*Source information*
= Beginning of Section =

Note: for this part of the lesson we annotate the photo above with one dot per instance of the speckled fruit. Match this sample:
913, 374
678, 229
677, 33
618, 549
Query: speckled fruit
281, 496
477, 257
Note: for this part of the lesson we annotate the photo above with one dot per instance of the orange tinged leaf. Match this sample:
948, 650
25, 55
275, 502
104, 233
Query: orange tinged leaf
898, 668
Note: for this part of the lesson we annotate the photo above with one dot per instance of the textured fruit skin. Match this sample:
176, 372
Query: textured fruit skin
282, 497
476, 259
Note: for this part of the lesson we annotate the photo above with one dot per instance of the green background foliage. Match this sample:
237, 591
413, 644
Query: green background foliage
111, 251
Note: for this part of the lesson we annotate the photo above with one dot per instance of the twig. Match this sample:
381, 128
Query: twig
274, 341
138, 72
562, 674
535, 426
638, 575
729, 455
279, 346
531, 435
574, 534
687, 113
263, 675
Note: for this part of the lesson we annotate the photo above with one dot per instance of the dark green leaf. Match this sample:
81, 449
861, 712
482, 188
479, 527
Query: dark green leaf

= End of Section =
= Beginning of Section =

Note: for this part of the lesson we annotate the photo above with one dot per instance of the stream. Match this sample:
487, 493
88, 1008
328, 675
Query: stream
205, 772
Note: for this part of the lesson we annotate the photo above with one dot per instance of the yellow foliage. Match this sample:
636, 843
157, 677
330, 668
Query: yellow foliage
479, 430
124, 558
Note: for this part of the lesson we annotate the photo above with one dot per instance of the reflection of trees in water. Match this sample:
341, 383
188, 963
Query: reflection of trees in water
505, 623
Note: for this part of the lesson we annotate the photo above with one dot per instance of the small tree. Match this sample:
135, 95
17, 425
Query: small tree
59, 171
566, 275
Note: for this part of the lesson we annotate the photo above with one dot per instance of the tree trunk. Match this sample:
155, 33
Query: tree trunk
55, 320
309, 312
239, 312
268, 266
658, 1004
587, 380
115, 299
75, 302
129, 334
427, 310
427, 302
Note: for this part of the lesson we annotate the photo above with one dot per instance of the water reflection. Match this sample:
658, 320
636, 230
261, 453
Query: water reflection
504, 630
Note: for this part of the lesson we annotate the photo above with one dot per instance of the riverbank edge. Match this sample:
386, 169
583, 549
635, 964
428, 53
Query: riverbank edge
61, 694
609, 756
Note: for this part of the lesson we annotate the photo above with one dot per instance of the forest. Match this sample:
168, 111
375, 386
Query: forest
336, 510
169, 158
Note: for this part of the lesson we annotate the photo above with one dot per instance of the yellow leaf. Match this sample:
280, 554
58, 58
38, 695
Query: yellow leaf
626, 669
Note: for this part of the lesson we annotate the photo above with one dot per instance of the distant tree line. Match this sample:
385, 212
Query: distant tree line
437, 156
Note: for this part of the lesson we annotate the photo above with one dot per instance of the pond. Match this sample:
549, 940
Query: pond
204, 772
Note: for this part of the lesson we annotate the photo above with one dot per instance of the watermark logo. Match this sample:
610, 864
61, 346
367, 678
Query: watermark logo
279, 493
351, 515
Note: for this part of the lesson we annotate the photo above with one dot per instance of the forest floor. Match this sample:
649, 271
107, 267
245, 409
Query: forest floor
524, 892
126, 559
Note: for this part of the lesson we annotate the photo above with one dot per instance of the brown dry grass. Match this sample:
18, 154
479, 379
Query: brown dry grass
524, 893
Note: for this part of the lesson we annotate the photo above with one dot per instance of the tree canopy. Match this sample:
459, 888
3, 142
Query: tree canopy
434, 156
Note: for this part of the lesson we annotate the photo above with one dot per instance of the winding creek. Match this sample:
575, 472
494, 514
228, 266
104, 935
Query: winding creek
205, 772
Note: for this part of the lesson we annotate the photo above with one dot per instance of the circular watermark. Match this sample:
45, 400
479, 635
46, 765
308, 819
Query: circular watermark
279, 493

= End of Section =

*About this task*
Above are the records; print exactly the lines from the line with "of the orange" to the line with "Query: dark green leaf", including both, and nothing else.

*Answer to this exercise*
Note: for this part of the lesson we annotate the photo above with one dot per instance of the orange tinged leaf. Match this sample:
948, 650
25, 55
275, 502
104, 233
Query: orange tinged leaf
898, 668
Note: for this part of the lesson we annotate the photo above with one dot per instance of the textured fruit skin. Match this sample:
176, 372
Query: textured fruit skin
282, 497
476, 259
Note: for this part of the lesson we annotate the photo above with one dot per instance of the green background foliage. Match this sample:
237, 591
413, 644
Query: green background foliage
111, 251
Note: for this part of the lesson we annotate the photo above with one dot per instance of the twig. Match this sample:
381, 128
Query: twig
274, 341
138, 72
562, 674
535, 426
638, 575
729, 455
279, 346
531, 435
574, 534
687, 113
263, 675
Note: for this part of the lesson we annotate the photo above with one dot per instance of the dark green leaf. Match this sample:
81, 449
861, 712
482, 188
479, 527
Query: dark green leaf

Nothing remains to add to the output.